Hi there,
I am not sure if you are completely familiar with who I am. My name is Samantha, but you can call me Sammy. I am the Guild Captain of Insomnia, and I have something important to tell you, so I need you to take a few minutes to hear me out.

At the age of fourteen, I was at an experimental age. I wanted to find out who I was because I didn't quite know. Shortly after being cast as a lead role in my first high school play, I developed a crush on one of my co-stars, an artistic senior whose personality was dark and mysterious. This is what drove me to him the most.
Shortly after letting him know how I felt about him, we had begun to hang out more. To appeal to what he liked, I started dressing in a gothic style. He showed me a cut on his arm, so I started doing it too. Needless to say, this boy was not a very good influence on me. That, plus the constant emotional stress of teenage life and parents that seemed to hate me, drove me into a deep depression. I just wanted to die. Life wasn't worth living anymore.
My mom finally discovered my cuts [I blamed it on the dogs and she blamed herself] and put me through therapy. A doctor diagnosed me with clinical depression and put me on Wellbutrin.
I won't say that the medicine or the therapy helped. I really don't think they helped at all, honestly. What helped me in the long run was a change of lifestyle. After pressure from family and friends to change my attitude and my style of dress, surprisingly it worked. I felt better, I looked better, and although I gained a big head and a cocky attitude, at least I was what I wanted to be for once- happy.

◆ Task list
#1 List every factor that the personal account says drove the writer into a deep depression.
#2 Rewrite the paragraph of the personal account that begins "At the age of fourteen" more briefly, keeping its main facts.
The records that come next are not needed for either task.

◆ Data extracts
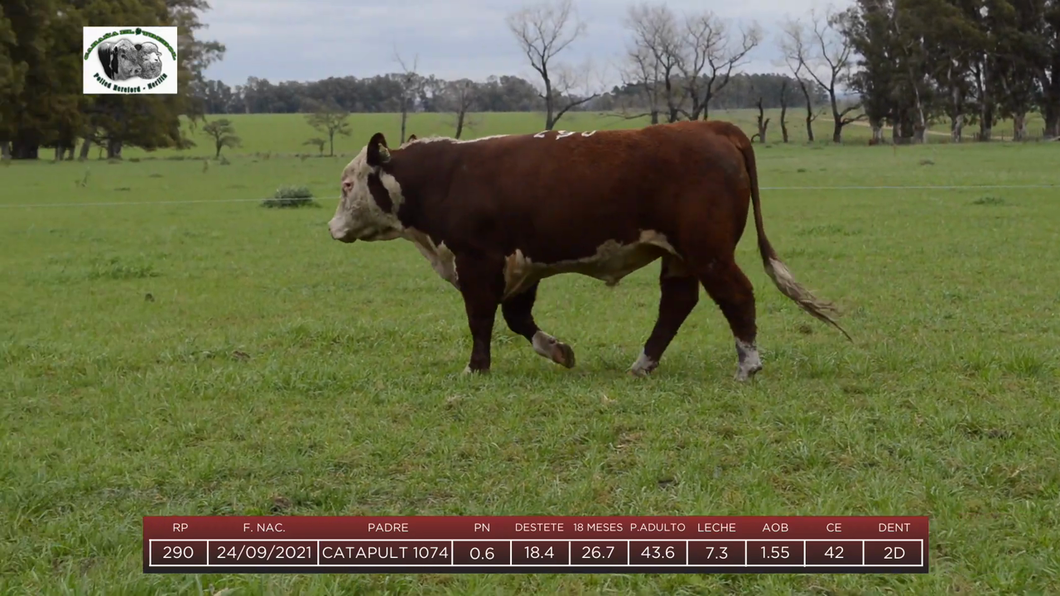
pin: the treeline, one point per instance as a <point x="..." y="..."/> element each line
<point x="41" y="104"/>
<point x="961" y="62"/>
<point x="383" y="93"/>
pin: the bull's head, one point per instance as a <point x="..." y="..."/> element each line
<point x="149" y="59"/>
<point x="371" y="196"/>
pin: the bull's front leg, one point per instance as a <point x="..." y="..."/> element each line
<point x="482" y="285"/>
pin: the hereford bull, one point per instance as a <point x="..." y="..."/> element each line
<point x="496" y="215"/>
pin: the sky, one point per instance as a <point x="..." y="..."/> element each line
<point x="312" y="39"/>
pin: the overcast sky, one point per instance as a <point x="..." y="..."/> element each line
<point x="311" y="39"/>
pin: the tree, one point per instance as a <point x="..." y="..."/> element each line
<point x="459" y="97"/>
<point x="331" y="120"/>
<point x="784" y="100"/>
<point x="763" y="123"/>
<point x="223" y="133"/>
<point x="411" y="87"/>
<point x="709" y="56"/>
<point x="543" y="31"/>
<point x="825" y="53"/>
<point x="794" y="47"/>
<point x="652" y="58"/>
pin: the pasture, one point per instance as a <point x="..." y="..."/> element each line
<point x="170" y="347"/>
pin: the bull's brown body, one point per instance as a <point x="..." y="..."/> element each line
<point x="497" y="215"/>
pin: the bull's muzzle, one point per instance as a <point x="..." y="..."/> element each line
<point x="340" y="231"/>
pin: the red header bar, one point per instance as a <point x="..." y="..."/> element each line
<point x="535" y="527"/>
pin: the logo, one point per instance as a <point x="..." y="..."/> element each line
<point x="130" y="60"/>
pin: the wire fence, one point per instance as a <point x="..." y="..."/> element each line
<point x="854" y="188"/>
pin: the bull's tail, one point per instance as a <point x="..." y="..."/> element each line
<point x="774" y="266"/>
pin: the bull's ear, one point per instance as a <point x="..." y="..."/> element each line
<point x="377" y="151"/>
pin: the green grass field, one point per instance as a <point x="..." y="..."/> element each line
<point x="277" y="371"/>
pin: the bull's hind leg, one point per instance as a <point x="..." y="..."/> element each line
<point x="730" y="288"/>
<point x="481" y="284"/>
<point x="518" y="315"/>
<point x="681" y="292"/>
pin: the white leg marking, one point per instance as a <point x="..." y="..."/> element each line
<point x="543" y="344"/>
<point x="552" y="349"/>
<point x="643" y="366"/>
<point x="749" y="363"/>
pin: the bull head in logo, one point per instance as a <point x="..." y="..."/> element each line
<point x="123" y="59"/>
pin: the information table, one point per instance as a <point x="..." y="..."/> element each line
<point x="535" y="544"/>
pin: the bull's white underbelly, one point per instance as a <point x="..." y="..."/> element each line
<point x="612" y="261"/>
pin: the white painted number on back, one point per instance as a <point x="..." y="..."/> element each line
<point x="562" y="134"/>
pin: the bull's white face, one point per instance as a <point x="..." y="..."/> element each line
<point x="151" y="60"/>
<point x="358" y="216"/>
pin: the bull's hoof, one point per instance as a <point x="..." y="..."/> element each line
<point x="562" y="354"/>
<point x="643" y="366"/>
<point x="743" y="374"/>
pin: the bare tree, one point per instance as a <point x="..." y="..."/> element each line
<point x="331" y="120"/>
<point x="459" y="98"/>
<point x="710" y="56"/>
<point x="794" y="47"/>
<point x="763" y="123"/>
<point x="411" y="87"/>
<point x="641" y="72"/>
<point x="784" y="100"/>
<point x="543" y="31"/>
<point x="653" y="57"/>
<point x="829" y="64"/>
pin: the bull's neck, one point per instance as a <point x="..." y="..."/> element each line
<point x="423" y="174"/>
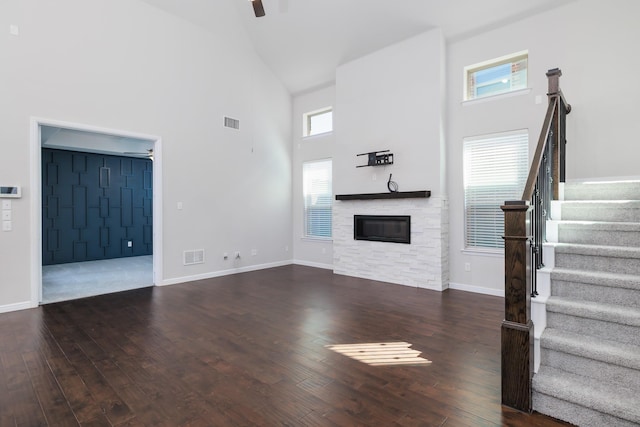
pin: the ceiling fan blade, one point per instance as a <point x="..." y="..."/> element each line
<point x="258" y="9"/>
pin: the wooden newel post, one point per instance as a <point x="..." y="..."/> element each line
<point x="517" y="327"/>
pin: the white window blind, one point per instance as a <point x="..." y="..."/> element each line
<point x="495" y="170"/>
<point x="500" y="75"/>
<point x="318" y="198"/>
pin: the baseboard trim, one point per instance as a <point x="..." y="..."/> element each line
<point x="211" y="275"/>
<point x="17" y="306"/>
<point x="477" y="289"/>
<point x="313" y="264"/>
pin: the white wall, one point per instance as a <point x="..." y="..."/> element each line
<point x="122" y="64"/>
<point x="393" y="99"/>
<point x="313" y="252"/>
<point x="593" y="43"/>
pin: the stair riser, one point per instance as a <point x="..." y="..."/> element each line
<point x="590" y="327"/>
<point x="598" y="237"/>
<point x="598" y="263"/>
<point x="609" y="213"/>
<point x="575" y="414"/>
<point x="602" y="294"/>
<point x="595" y="369"/>
<point x="604" y="191"/>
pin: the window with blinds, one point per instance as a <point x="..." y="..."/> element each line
<point x="495" y="170"/>
<point x="318" y="198"/>
<point x="500" y="75"/>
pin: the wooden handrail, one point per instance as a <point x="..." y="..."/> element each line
<point x="529" y="187"/>
<point x="524" y="233"/>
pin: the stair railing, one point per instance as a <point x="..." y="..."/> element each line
<point x="524" y="235"/>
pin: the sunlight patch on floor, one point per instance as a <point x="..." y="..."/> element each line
<point x="381" y="354"/>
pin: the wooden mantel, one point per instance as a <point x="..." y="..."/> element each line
<point x="389" y="195"/>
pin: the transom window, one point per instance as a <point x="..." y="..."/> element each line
<point x="497" y="76"/>
<point x="318" y="122"/>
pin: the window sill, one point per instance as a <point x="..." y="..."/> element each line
<point x="318" y="135"/>
<point x="317" y="239"/>
<point x="492" y="253"/>
<point x="484" y="99"/>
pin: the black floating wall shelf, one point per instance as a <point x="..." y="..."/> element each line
<point x="395" y="195"/>
<point x="377" y="158"/>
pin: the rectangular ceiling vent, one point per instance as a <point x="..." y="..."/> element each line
<point x="231" y="123"/>
<point x="193" y="257"/>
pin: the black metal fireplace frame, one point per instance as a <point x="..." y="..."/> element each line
<point x="359" y="234"/>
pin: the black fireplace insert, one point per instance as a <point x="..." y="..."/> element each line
<point x="382" y="228"/>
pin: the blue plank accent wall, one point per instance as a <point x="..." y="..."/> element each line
<point x="93" y="205"/>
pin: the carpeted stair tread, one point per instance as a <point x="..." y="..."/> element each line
<point x="605" y="397"/>
<point x="603" y="350"/>
<point x="629" y="316"/>
<point x="604" y="190"/>
<point x="601" y="225"/>
<point x="612" y="280"/>
<point x="598" y="250"/>
<point x="601" y="210"/>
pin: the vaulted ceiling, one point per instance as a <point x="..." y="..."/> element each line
<point x="303" y="41"/>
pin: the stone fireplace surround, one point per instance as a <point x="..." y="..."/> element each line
<point x="423" y="263"/>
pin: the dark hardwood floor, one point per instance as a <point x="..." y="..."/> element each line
<point x="249" y="350"/>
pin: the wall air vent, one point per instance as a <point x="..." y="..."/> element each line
<point x="193" y="257"/>
<point x="231" y="123"/>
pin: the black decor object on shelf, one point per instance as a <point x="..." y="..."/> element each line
<point x="377" y="158"/>
<point x="392" y="185"/>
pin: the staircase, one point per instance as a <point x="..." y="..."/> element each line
<point x="589" y="371"/>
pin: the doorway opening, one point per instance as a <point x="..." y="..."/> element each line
<point x="109" y="264"/>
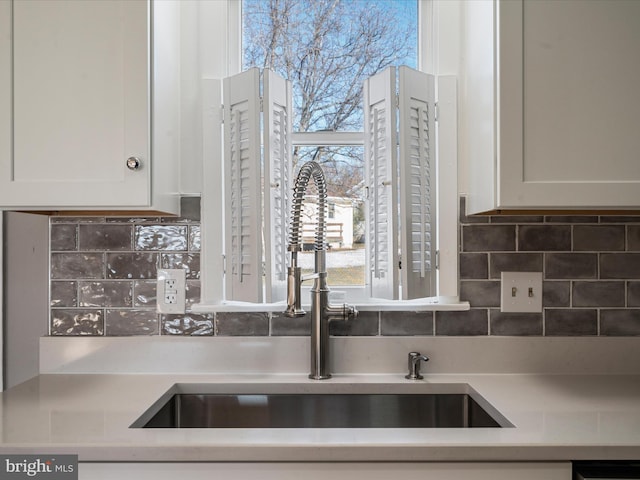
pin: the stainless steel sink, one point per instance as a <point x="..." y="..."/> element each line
<point x="182" y="407"/>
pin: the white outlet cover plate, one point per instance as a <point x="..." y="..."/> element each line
<point x="521" y="292"/>
<point x="177" y="293"/>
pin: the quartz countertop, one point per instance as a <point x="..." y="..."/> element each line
<point x="555" y="417"/>
<point x="568" y="399"/>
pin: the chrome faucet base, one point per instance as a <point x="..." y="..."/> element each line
<point x="321" y="311"/>
<point x="413" y="363"/>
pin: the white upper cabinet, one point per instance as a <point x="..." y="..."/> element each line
<point x="87" y="122"/>
<point x="553" y="104"/>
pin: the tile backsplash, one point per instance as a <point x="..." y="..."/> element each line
<point x="103" y="272"/>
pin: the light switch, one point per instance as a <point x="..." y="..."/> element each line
<point x="521" y="292"/>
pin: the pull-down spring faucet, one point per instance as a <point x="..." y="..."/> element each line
<point x="321" y="311"/>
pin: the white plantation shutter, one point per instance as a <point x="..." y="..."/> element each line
<point x="277" y="103"/>
<point x="243" y="205"/>
<point x="381" y="184"/>
<point x="417" y="171"/>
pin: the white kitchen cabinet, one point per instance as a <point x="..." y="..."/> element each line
<point x="322" y="471"/>
<point x="552" y="105"/>
<point x="84" y="87"/>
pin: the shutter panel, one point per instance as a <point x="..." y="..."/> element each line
<point x="277" y="165"/>
<point x="381" y="183"/>
<point x="243" y="239"/>
<point x="417" y="185"/>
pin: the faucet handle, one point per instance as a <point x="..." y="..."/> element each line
<point x="414" y="359"/>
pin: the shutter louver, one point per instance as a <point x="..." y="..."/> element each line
<point x="243" y="239"/>
<point x="417" y="169"/>
<point x="381" y="184"/>
<point x="277" y="164"/>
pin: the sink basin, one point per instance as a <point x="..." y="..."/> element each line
<point x="190" y="406"/>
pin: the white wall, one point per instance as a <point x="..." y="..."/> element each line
<point x="26" y="293"/>
<point x="451" y="19"/>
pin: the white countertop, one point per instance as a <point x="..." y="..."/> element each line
<point x="566" y="416"/>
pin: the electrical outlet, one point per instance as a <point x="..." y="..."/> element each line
<point x="521" y="292"/>
<point x="171" y="290"/>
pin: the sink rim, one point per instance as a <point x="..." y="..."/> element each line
<point x="316" y="388"/>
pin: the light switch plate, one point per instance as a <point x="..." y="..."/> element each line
<point x="171" y="290"/>
<point x="521" y="292"/>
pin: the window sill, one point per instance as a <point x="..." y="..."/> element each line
<point x="374" y="305"/>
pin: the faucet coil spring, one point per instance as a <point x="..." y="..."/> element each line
<point x="308" y="171"/>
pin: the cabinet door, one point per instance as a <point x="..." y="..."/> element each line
<point x="568" y="103"/>
<point x="80" y="84"/>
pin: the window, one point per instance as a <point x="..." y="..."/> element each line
<point x="370" y="187"/>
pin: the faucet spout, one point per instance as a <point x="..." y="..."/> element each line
<point x="322" y="312"/>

◆ Task results
#1
- The boy, who was not a very good influence
- The constant emotional stress of teenage life
- Parents who seemed to hate the writer

#2 At fourteen, unsure of who I was, I got a lead role in my first high school play and developed a crush on a co-star, an artistic senior whose dark, mysterious personality drew me to him most.